Continue the commentary on radio's "Less is More" slogan, starting after its last sentence, which ends "then I'll have to consider paying."

#### EXCERPT

┌──

The Legacy of Radio’s Less is More

Clear Channel President John Hogan’s claim to fame is the slogan “Less is More” which back in the early part of the decade was supposed to mean fewer commercials, shorter commercials – hell, anything Clear Channel wanted it to mean.

It was a big flop as even they know now. (If they don’t, they should ask their sales execs and market managers).

But we can’t just blame Clear Channel for less is more.

Most other consolidated radio operators operate under the same assumption and the reason for that is that less costs less and that’s what radio is all about now.

My Sunday New York Times got wet before I could retrieve it this past week. You’d think the Times would be happy that I pay for a printed paper I don’t read (I read it online like most of you do). But I am romantically attached to the Sunday Times so I keep buying the print version.

Now the Times sends me a letter wrapped in one of the weekday issues like a dead fish telling me that from now on if a paper isn’t delivered for whatever reason or it gets wet and I need another, they won’t be replacing it.

I can get a credit by calling in, but no paper.

What’s telling is that they remind me that I can read that day’s New York Times online. How stupid. I’m doing that AND paying them for a paper I don’t really need and when I get my iPad I really won’t need it. Don’t tempt me.

You see, less is more.

That idiot running Ryanair in Europe is actually thinking of charging passengers to use the bathroom (swipe a credit card and go). The airlines are leaders in less is more. That’s why they charge for basic services and comforts like pillows and checked bags instead of a real price for flying on an airplane.

Southwest doesn’t do that.

Southwest is all about less but they don’t tell customers they are going to get more. They tell you you’re going to get less by paying less.

There is a new study out by Nielsen that says 79% of users would no longer access a website that charges them -- that’s making the assumption that they could get the same info for free.

Who don’t know that!

Free or paid?

I’d take free, how about you?

However, when I can’t get what I want for free and I really want it, then I’ll have to consider paying.

└──

#### EXTRACTED MATERIAL

┌──

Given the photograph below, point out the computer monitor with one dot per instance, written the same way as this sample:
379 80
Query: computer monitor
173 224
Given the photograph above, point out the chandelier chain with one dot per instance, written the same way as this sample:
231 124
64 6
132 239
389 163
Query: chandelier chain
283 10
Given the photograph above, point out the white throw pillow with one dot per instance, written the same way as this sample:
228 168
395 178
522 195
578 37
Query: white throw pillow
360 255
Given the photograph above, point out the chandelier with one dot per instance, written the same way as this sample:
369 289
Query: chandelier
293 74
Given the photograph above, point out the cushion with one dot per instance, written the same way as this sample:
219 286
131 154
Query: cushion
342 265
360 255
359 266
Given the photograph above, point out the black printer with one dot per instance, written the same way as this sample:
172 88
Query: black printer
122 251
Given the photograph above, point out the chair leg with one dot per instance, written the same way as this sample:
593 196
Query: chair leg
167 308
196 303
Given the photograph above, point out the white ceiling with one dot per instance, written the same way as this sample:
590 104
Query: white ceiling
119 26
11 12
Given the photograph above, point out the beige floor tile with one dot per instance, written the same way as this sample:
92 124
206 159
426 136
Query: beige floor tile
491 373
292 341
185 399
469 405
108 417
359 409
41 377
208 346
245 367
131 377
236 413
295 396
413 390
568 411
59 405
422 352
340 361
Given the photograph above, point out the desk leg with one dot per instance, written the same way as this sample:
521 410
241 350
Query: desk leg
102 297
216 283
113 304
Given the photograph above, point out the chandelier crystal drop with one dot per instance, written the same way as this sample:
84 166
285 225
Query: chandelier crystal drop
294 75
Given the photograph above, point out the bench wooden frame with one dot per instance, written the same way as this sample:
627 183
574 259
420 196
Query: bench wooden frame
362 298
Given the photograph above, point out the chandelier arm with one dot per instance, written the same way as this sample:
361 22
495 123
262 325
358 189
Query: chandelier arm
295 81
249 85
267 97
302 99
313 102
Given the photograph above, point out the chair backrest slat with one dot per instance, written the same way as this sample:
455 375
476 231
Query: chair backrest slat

└──

#### RESPONSE AREA
This brings me to my passion that is the transition from traditional to new media.

You know all those many local radio personalities out there who have a following but no radio station at which to work?

They may be able to charge micropayments for podcasts, blogs and websites. That is assuming the personalities are unique enough that the audience does not want to live without them.

I have a hard time convincing people this early on that this is exactly what is going to happen.

Howard Stern will be resigned by Sirius XM -- both parties need each other and the money is still better than Howard can get elsewhere. John Hogan doesn’t really want him. He just wants to drive up the price Mel Karmazin is going to pay by saying Clear Channel would love to have Stern.

Stern is a personality who could make money charging reasonable micropayments and if he didn’t overdo it, he could also have promotional money coming in not in the form of commercials but tie-ins.

So, you ask – how can a radio personality make radio-type money charging micropayments? It’s all in the numbers and how addicted their fans are.

But there is also a free model (I knew you’d like this one better).

A former radio personality does a 30-minute daily podcast for free, rebuilds the lost audience but does few or no commercials – after all, digital listeners are funny about putting up with commercials. Remember, they want what they want when they want it and don’t want commercials.

Then, this same personality does a once a year concert, event, convention, gathering where fans pay, sponsors pay and money flows in.

In the past, radio was a simple and effective model.

You listen to programming content and put up with commercials. The commercials pay for the personalities and content (and debt service).

But now, there is a new model developing.

Use new media to assemble your audience, grow it virally through social networking (and I’m not talking about simply using Twitter and Facebook).

Deliver the content on devices that your fans prefer – consider charging micropayments as one alternative or doing an annual paid event that assembles your fans and sponsors and allows you to go commercial-free the rest of the year.

Oprah can do it.

Dr. Drew Pinsky can do it.

But local personalities can also do it.

The future of what used to be broadcasting is a totally new revenue model and a changing delivery system.

What doesn’t ever change is the talent, but fortunately you’ve got that already because talent knows no boundaries such as transmitters and towers.